**What you will do:**
Below are entries; output exactly the lines from the one with "positive clicks: (135, 32)" to the one with "positive clicks: (132, 5) (129, 5)", both included, and nothing else.
-=-=-=-=-
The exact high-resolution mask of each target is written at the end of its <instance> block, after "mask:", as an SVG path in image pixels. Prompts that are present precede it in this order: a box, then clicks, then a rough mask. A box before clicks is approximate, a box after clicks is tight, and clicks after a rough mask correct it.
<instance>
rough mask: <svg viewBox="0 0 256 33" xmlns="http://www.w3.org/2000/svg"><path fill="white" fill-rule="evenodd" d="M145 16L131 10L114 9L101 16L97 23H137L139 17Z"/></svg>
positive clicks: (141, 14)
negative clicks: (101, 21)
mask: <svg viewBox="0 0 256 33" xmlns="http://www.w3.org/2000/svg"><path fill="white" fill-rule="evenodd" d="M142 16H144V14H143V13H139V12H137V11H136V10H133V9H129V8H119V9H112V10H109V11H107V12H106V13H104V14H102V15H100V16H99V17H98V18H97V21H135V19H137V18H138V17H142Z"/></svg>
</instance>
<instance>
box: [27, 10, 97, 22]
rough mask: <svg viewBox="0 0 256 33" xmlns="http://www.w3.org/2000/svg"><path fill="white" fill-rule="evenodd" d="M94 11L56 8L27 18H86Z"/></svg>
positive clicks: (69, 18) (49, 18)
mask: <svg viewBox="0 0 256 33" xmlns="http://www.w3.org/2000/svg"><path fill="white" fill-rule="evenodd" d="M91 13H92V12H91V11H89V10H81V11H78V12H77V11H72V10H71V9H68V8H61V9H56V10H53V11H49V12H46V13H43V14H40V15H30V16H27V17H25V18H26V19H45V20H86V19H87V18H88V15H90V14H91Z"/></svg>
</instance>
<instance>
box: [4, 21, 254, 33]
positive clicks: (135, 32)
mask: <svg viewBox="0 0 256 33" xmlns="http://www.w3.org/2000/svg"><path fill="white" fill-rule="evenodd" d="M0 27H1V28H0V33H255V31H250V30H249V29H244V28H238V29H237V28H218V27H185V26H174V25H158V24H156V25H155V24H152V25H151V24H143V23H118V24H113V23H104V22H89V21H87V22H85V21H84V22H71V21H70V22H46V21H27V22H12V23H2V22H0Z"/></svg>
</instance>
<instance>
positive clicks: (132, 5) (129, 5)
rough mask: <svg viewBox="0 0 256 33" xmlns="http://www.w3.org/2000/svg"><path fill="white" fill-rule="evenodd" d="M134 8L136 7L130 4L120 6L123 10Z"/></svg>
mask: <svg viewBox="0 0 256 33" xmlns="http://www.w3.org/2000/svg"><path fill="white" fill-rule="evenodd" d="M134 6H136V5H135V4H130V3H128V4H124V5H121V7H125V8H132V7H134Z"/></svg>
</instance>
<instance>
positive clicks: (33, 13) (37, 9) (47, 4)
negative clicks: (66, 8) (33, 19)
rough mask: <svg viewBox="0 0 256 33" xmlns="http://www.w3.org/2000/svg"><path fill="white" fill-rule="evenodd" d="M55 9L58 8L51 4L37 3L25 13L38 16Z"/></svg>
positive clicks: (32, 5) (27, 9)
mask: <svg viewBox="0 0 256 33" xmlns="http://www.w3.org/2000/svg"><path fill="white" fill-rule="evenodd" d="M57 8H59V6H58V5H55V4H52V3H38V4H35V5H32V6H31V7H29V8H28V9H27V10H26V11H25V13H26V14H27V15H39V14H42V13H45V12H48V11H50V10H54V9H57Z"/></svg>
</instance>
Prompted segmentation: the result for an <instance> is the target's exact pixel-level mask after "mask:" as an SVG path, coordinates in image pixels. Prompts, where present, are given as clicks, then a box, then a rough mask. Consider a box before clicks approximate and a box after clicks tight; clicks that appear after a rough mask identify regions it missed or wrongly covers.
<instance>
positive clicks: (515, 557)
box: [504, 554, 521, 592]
-=-=-=-=-
**Result:**
positive clicks: (135, 32)
mask: <svg viewBox="0 0 256 33" xmlns="http://www.w3.org/2000/svg"><path fill="white" fill-rule="evenodd" d="M0 27H1V28H0V33H255V31H250V30H249V29H244V28H238V29H237V28H218V27H185V26H174V25H158V24H156V25H155V24H152V25H151V24H143V23H118V24H113V23H104V22H89V21H87V22H85V21H84V22H71V21H70V22H46V21H27V22H12V23H2V22H0Z"/></svg>
</instance>
<instance>
positive clicks: (132, 5) (129, 5)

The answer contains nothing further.